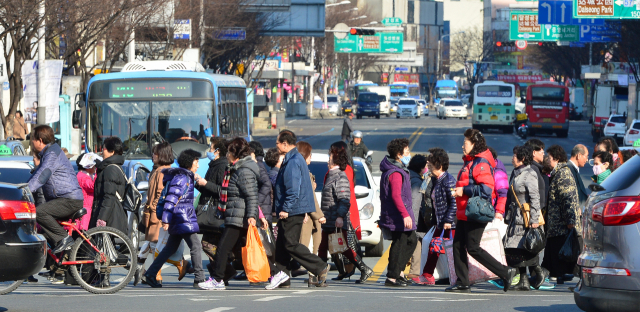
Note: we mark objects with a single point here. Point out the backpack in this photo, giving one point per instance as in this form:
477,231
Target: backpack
132,197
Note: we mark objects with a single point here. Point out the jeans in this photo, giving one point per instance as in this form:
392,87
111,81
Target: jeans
402,246
467,238
172,246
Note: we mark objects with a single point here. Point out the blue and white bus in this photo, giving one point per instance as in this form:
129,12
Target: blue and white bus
163,101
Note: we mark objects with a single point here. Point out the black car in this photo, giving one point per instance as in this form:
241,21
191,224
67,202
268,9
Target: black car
22,250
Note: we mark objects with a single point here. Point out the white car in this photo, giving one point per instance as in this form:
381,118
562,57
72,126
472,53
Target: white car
452,109
615,127
633,133
425,107
367,196
409,108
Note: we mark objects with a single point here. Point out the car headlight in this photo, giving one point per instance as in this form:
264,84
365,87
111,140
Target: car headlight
366,212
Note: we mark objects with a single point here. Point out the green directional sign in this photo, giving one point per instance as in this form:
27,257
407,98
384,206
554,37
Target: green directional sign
378,43
613,9
524,26
392,21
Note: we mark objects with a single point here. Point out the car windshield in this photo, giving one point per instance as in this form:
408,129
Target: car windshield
452,103
181,123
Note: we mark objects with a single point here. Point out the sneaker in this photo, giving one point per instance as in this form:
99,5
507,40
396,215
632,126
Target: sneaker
276,280
210,284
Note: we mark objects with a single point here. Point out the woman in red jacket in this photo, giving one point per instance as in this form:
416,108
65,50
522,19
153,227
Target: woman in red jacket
475,179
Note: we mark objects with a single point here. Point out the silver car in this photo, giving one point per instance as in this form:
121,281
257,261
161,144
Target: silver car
610,260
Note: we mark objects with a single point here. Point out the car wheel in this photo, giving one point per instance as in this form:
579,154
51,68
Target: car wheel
375,251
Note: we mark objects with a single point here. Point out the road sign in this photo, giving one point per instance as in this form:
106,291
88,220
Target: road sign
608,33
524,26
613,9
378,43
181,29
230,34
392,21
521,44
560,12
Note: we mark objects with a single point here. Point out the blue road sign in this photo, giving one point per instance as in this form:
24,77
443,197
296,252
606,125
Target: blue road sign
560,12
607,33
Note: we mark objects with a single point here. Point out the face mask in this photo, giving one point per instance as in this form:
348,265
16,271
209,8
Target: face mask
405,160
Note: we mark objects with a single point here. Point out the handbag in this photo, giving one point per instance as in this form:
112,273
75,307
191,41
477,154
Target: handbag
337,243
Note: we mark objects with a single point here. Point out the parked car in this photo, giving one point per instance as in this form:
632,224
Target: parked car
425,107
368,105
333,103
610,260
22,250
408,108
615,127
633,133
452,109
367,196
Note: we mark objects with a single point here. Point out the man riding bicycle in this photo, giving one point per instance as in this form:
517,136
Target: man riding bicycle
60,187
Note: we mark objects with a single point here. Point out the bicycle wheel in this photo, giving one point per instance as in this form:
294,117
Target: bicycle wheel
114,262
9,286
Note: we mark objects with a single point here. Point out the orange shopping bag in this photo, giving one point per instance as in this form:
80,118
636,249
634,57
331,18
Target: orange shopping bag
254,258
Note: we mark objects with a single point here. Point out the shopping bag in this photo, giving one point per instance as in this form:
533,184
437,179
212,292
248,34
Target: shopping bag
492,243
337,242
163,237
254,258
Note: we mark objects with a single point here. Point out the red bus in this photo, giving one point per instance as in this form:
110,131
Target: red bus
548,109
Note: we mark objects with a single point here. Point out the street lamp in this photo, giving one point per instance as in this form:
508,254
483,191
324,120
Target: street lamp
339,3
440,51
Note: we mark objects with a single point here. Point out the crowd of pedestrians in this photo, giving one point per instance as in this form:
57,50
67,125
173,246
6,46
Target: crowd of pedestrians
246,186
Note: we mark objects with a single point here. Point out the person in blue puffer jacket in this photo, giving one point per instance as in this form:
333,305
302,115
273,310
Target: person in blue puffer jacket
179,218
60,187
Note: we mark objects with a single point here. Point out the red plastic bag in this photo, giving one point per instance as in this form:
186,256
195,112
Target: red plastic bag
254,258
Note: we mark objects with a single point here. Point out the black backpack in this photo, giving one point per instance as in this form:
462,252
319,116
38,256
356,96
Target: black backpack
132,197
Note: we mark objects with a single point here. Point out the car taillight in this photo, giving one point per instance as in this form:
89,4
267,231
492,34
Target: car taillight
17,210
623,210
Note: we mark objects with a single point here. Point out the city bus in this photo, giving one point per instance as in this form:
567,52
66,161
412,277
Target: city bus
446,89
548,108
494,106
163,101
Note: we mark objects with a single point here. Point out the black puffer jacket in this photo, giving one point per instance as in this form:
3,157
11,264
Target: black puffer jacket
106,205
336,198
265,189
214,177
242,193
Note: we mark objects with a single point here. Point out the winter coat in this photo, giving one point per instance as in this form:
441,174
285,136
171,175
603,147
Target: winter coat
19,128
153,195
562,209
214,177
501,186
359,150
265,189
445,206
178,209
336,196
242,193
106,206
293,191
392,216
524,182
55,175
87,184
479,183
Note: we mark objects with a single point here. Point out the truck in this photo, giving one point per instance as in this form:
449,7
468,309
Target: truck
384,96
608,99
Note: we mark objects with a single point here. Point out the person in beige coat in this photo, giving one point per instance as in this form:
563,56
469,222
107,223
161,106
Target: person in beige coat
19,127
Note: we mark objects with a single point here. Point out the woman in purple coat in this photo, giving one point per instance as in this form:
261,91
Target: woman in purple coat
179,218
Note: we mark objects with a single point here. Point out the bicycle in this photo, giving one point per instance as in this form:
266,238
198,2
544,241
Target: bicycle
102,260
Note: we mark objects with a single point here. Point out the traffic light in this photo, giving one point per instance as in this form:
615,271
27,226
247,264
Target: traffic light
362,32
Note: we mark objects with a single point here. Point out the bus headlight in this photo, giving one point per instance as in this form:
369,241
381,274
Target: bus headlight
366,212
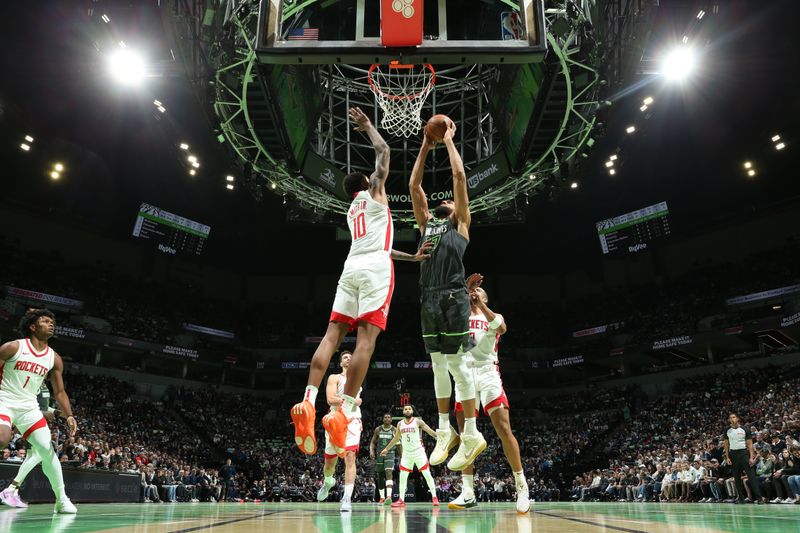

TO BE DONE ▸ Recast all the data above as a Markdown table with two columns, Row and Text. Give each line its own numbered row, skip blank lines, and leave the pictures out.

RESPONSE FOR THIS EXERCISE ▸
| Row | Text |
|---|---|
| 1 | Note: we mark objects with a single point here. Point out the backpack in this photo, giving one point per instance as in this form: |
| 2 | 477,231 |
| 3 | Target: backpack |
| 4 | 132,197 |
| 5 | Note: we mark objects with a single point here. Point out the jeans in this photo, giving one point per instance as in this form: |
| 6 | 392,87 |
| 7 | 111,81 |
| 8 | Target: jeans |
| 9 | 402,246 |
| 10 | 467,238 |
| 11 | 172,246 |
| 12 | Note: we mark objects with a single point here. Point out the blue and white bus in this photo, giving one point per instance as in this form: |
| 13 | 129,12 |
| 14 | Target: blue and white bus |
| 15 | 163,101 |
| 16 | Note: we mark objects with a single point here. Point out the black car in this photo, giving one point per instance as in this form: |
| 17 | 241,21 |
| 18 | 191,224 |
| 19 | 67,202 |
| 20 | 268,9 |
| 21 | Target: black car |
| 22 | 22,250 |
| 23 | Note: we mark objects with a single point here. Point out the white car in this photo, giving one point per instance as in this form: |
| 24 | 381,118 |
| 25 | 562,57 |
| 26 | 72,126 |
| 27 | 472,53 |
| 28 | Target: white car |
| 29 | 452,109 |
| 30 | 615,127 |
| 31 | 633,133 |
| 32 | 425,107 |
| 33 | 367,196 |
| 34 | 409,108 |
| 35 | Note: we mark objects with a single point here. Point out the car headlight in this photo, giving one point per instance as in this form: |
| 36 | 264,84 |
| 37 | 365,87 |
| 38 | 111,140 |
| 39 | Target: car headlight |
| 40 | 366,212 |
| 41 | Note: we mark objects with a single point here. Point out the green directional sign in this photo, giving one point per instance as in this form: |
| 42 | 27,257 |
| 43 | 407,98 |
| 44 | 384,206 |
| 45 | 554,37 |
| 46 | Target: green directional sign |
| 47 | 378,43 |
| 48 | 613,9 |
| 49 | 524,26 |
| 50 | 392,21 |
| 51 | Note: we mark objects with a single point here. Point out the car windshield in this photo, giving one point per instance as in this form: |
| 52 | 408,129 |
| 53 | Target: car windshield |
| 54 | 452,103 |
| 55 | 181,123 |
| 56 | Note: we mark objects with a single point here. Point out the sneaker in this photo, giving one point per instance as in this form: |
| 57 | 99,5 |
| 58 | 507,40 |
| 59 | 396,215 |
| 60 | 632,126 |
| 61 | Target: sneaker |
| 62 | 276,280 |
| 63 | 210,284 |
| 64 | Note: we mark objects with a single point here. Point out the woman in red jacket in this photo, giving one point per instance as in this form: |
| 65 | 416,108 |
| 66 | 65,50 |
| 67 | 522,19 |
| 68 | 153,227 |
| 69 | Target: woman in red jacket |
| 70 | 475,179 |
| 71 | Note: we mark objects with a single point here. Point out the silver car in this photo, giving one point per instance as in this form: |
| 72 | 121,281 |
| 73 | 257,261 |
| 74 | 161,144 |
| 75 | Target: silver car |
| 76 | 610,260 |
| 77 | Note: we mark objects with a single point here. Point out the car wheel in this photo, giving one point per instance as in this form: |
| 78 | 579,154 |
| 79 | 51,68 |
| 80 | Target: car wheel |
| 81 | 375,251 |
| 82 | Note: we mark objects with a single point here. Point out the road sign in this photo, giving one point per instance as in this form: |
| 83 | 106,291 |
| 84 | 88,220 |
| 85 | Target: road sign |
| 86 | 608,33 |
| 87 | 524,26 |
| 88 | 613,9 |
| 89 | 378,43 |
| 90 | 181,29 |
| 91 | 230,34 |
| 92 | 392,21 |
| 93 | 521,44 |
| 94 | 560,12 |
| 95 | Note: we mark objects with a single point here. Point out the blue road sign in this photo, giving one point per instance as in this form: |
| 96 | 24,77 |
| 97 | 443,197 |
| 98 | 296,252 |
| 99 | 606,125 |
| 100 | Target: blue road sign |
| 101 | 560,12 |
| 102 | 607,33 |
| 103 | Note: we mark objects with a single point here. Point out the face mask in this photo, giving one point per instance as in this form: |
| 104 | 348,265 |
| 105 | 16,271 |
| 106 | 209,8 |
| 107 | Target: face mask |
| 108 | 405,160 |
| 109 | Note: we mark objects with a single point here. Point out the handbag in this photo, giving one point per instance as in this form: |
| 110 | 112,273 |
| 111 | 75,307 |
| 112 | 191,41 |
| 113 | 477,154 |
| 114 | Target: handbag |
| 115 | 337,243 |
| 116 | Note: we mark objects with a single point here. Point out the parked car in this photo, giving one point per instance as in this form: |
| 117 | 632,224 |
| 118 | Target: parked car |
| 119 | 425,107 |
| 120 | 368,105 |
| 121 | 333,103 |
| 122 | 610,260 |
| 123 | 22,250 |
| 124 | 408,108 |
| 125 | 615,127 |
| 126 | 633,133 |
| 127 | 452,109 |
| 128 | 367,196 |
| 129 | Note: we mark objects with a single point here. Point out the man riding bicycle in this photo, giving one point per instance as in this form: |
| 130 | 517,136 |
| 131 | Target: man riding bicycle |
| 132 | 60,187 |
| 133 | Note: we mark objects with a single point here. Point out the bicycle wheel in this photo, giving one point per instance as in this form: |
| 134 | 294,117 |
| 135 | Target: bicycle wheel |
| 136 | 114,262 |
| 137 | 9,286 |
| 138 | Note: we mark objects with a single point here. Point out the orange shopping bag in this photo, giving one point per instance as in this form: |
| 139 | 80,118 |
| 140 | 636,249 |
| 141 | 634,57 |
| 142 | 331,18 |
| 143 | Target: orange shopping bag |
| 144 | 254,258 |
| 145 | Note: we mark objects with a single point here. Point out the shopping bag in this photo, giving one point per instance as in this form: |
| 146 | 533,184 |
| 147 | 437,179 |
| 148 | 212,292 |
| 149 | 248,34 |
| 150 | Target: shopping bag |
| 151 | 492,243 |
| 152 | 337,242 |
| 153 | 163,237 |
| 154 | 254,258 |
| 155 | Note: we mark objects with a single point here. Point out the red bus in this photo, giving one point per instance as in this form: |
| 156 | 110,131 |
| 157 | Target: red bus |
| 158 | 548,109 |
| 159 | Note: we mark objects with a single point here. Point out the street lamp in this photo, giving one point per instance as in this form: |
| 160 | 508,254 |
| 161 | 483,191 |
| 162 | 324,120 |
| 163 | Target: street lamp |
| 164 | 339,3 |
| 165 | 440,51 |
| 166 | Note: we mark objects with a single point here. Point out the crowd of pedestrians in this photo, giving one point per instance as in this form: |
| 167 | 57,50 |
| 168 | 67,125 |
| 169 | 173,246 |
| 170 | 6,46 |
| 171 | Target: crowd of pedestrians |
| 172 | 246,186 |
| 173 | Note: we mark objects with a single point here. Point out the person in blue puffer jacket in this photo, giving one point per instance as in this form: |
| 174 | 333,305 |
| 175 | 302,115 |
| 176 | 273,310 |
| 177 | Target: person in blue puffer jacket |
| 178 | 179,218 |
| 179 | 60,187 |
| 180 | Note: we mark objects with a single point here. Point out the red plastic bag in this photo, giving one point per instance as in this form: |
| 181 | 186,256 |
| 182 | 195,112 |
| 183 | Target: red plastic bag |
| 184 | 254,258 |
| 185 | Note: we mark objects with a single point here. Point out the black backpack in this photo, giving one point per instance as in this form: |
| 186 | 462,252 |
| 187 | 319,116 |
| 188 | 38,256 |
| 189 | 356,96 |
| 190 | Target: black backpack |
| 191 | 132,197 |
| 192 | Note: we mark objects with a single point here. Point out the car taillight in this photo, giving one point per instance as in this form: |
| 193 | 89,4 |
| 194 | 267,231 |
| 195 | 492,34 |
| 196 | Target: car taillight |
| 197 | 17,210 |
| 198 | 623,210 |
| 199 | Note: we mark objects with a single point here. Point out the city bus in this photo, giving one point per instance as in this form: |
| 200 | 567,52 |
| 201 | 66,161 |
| 202 | 412,277 |
| 203 | Target: city bus |
| 204 | 446,89 |
| 205 | 548,108 |
| 206 | 494,106 |
| 207 | 163,101 |
| 208 | Note: we mark objects with a single point here. Point out the black puffer jacket in this photo, giving one point per instance as in this form: |
| 209 | 3,157 |
| 210 | 11,264 |
| 211 | Target: black puffer jacket |
| 212 | 106,205 |
| 213 | 336,198 |
| 214 | 265,189 |
| 215 | 214,177 |
| 216 | 242,193 |
| 217 | Note: we mark objects with a single point here. Point out the winter coat in this photo, giving one point per instance as in this form: |
| 218 | 441,174 |
| 219 | 285,136 |
| 220 | 171,175 |
| 221 | 603,147 |
| 222 | Target: winter coat |
| 223 | 19,128 |
| 224 | 153,195 |
| 225 | 562,209 |
| 226 | 214,177 |
| 227 | 501,186 |
| 228 | 359,150 |
| 229 | 265,189 |
| 230 | 445,206 |
| 231 | 178,209 |
| 232 | 336,196 |
| 233 | 242,193 |
| 234 | 106,206 |
| 235 | 293,191 |
| 236 | 392,216 |
| 237 | 524,182 |
| 238 | 55,175 |
| 239 | 87,184 |
| 240 | 479,183 |
| 241 | Note: we mark objects with a single point here. Point out the truck in this photo, giving one point per instance as in this form: |
| 242 | 449,7 |
| 243 | 468,309 |
| 244 | Target: truck |
| 245 | 384,96 |
| 246 | 608,99 |
| 247 | Note: we mark objects with a single point here. Point out the person in beige coat in this photo, giving one point per instance as in this form: |
| 248 | 563,56 |
| 249 | 469,222 |
| 250 | 107,223 |
| 251 | 161,106 |
| 252 | Target: person in beige coat |
| 253 | 19,127 |
| 254 | Note: we mark objects with a single point here. Point out the woman in purple coat in this photo, giving one point per instance as in this form: |
| 255 | 261,91 |
| 256 | Target: woman in purple coat |
| 257 | 179,218 |
| 258 | Note: we mark objects with a single point here. Point out the bicycle in this photo, giving one point per instance as in this form: |
| 259 | 266,238 |
| 260 | 198,2 |
| 261 | 544,241 |
| 262 | Target: bicycle |
| 263 | 102,260 |
| 264 | Note: we mark objects with a single point here. Point out the traffic light in this photo, giving one point per instance as in this form: |
| 265 | 615,271 |
| 266 | 27,226 |
| 267 | 247,264 |
| 268 | Target: traffic light |
| 269 | 362,32 |
| 270 | Note: we mark objects with a single point here. Point out the bus headlight in this photo, giving one point per instance as in this form: |
| 271 | 369,241 |
| 272 | 381,274 |
| 273 | Target: bus headlight |
| 274 | 366,212 |